* TEXT SECTION

“ON (MAYBE) HAVING A DISEASE I DIDN’T USED TO BELIEVE WAS REAL”

I used to believe that fibromyalgia was not a real thing.  It was easy to be a disbeliever, since I didn’t have it.  However, over the years, I’ve come to accept that it is a real thing.

It became really easy today, because I am aching all over.  I went to the doctor.  My vital signs were all great, which is . . . great!  However, the doctor was really puzzled by my symptoms.  I was actually somewhat pleased when she said, “I have no idea what’s going with you.”  I never trust anyone who never says, “I don’t know.”

However, I do trust my wife!  She lives with my pretty much all the time, and she is a nurse.  Furthermore, I have had things in the past that she diagnosed long before the doctors and medical procedures verified them.  So, when she said, “You know, this sounds kind of like fibromyalgia,” I was listening.  Pain that nearly doubles you over sometimes helps you to hear better.

So, we each did a bit of research, and sure enough, the vague (but intense) symptoms seemed to fit.  In addition, some things that I read about possible contributing factors sounded like some things I have been going through—anxiety, lack of sleep, and so on.  Some things that help ease the pain also sounded like some things I had been intuitively doing.

I was especially struck by the anxiety piece.  The truth is that I most certainly have some anxiety right now.  I am about to teach a class I’ve never taught before, in a program that I’ve never taught in before, using Accordance Bible software, which I downloaded less than a week ago.  And, from the time I was asked to teach the class, until the first class was just over two weeks.

Yes, I would say that anxiety could be an issue!

However, it occurred to me that there was something I hadn’t done.  I hadn’t prayed.

Now, I believe in God (most of the time).  And I also believe that God answers prayer.  Whether it is the answer we want is a completely separate matter.

But God has been so good to me, has given me so many wonderful things, that I hesitate to ask for one more.  Why, in Heaven’s Name, shouldn’t I hurt?!  After all, I’ve had a good life.

* ACTIONS TO TAKE
(A) What does the essay say the writer's wife does for a living?
(B) Update the essay from the words "I used to believe" through "is a real thing.", putting "skeptic" in place of "disbeliever".
(C) Please translate this sentence from the essay into Spanish: "I never trust anyone who never says, “I don’t know.”"

* Referring expression data

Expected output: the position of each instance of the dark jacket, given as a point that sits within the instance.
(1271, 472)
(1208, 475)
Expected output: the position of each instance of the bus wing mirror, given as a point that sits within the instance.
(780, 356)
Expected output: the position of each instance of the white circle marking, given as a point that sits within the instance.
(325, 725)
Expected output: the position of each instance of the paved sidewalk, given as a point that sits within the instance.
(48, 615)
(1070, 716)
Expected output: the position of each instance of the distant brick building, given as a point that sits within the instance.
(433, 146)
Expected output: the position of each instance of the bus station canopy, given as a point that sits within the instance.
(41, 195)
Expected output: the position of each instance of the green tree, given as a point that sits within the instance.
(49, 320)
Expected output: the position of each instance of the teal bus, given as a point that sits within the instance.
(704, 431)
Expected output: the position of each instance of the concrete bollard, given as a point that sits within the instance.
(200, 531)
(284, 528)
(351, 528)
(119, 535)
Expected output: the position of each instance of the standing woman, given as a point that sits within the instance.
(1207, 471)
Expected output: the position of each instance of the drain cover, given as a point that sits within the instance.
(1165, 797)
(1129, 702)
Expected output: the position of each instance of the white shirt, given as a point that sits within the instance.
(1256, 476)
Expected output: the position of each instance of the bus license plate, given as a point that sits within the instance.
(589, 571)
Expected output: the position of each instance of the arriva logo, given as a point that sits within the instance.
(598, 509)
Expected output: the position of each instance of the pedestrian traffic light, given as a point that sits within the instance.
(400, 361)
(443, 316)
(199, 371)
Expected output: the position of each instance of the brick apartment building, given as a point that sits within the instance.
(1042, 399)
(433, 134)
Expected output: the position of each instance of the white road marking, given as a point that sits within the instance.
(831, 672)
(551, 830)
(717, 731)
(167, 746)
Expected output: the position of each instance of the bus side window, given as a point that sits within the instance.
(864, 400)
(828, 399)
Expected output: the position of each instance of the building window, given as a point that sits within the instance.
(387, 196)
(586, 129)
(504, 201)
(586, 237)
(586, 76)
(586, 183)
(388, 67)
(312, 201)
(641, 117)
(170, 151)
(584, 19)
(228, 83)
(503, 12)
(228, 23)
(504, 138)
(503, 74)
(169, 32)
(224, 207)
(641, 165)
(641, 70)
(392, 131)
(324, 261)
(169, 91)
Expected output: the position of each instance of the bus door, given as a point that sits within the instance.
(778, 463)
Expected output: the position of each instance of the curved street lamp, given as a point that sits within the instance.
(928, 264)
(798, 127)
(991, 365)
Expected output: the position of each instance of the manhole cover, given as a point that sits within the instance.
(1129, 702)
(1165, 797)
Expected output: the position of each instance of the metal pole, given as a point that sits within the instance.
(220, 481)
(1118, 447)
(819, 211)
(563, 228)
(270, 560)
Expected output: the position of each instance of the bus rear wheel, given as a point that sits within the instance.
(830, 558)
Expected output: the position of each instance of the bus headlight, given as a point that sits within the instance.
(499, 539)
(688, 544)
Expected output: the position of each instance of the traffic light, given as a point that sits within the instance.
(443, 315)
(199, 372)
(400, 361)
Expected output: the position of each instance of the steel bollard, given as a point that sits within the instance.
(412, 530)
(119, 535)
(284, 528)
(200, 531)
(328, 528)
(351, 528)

* TASK-BY-TASK RESULTS
(A) She is a nurse.

(B)
I used to believe that fibromyalgia was not a real thing.  It was easy to be a skeptic, since I didn’t have it.  However, over the years, I’ve come to accept that it is a real thing.

(C) Nunca confío en nadie que nunca diga: «No lo sé».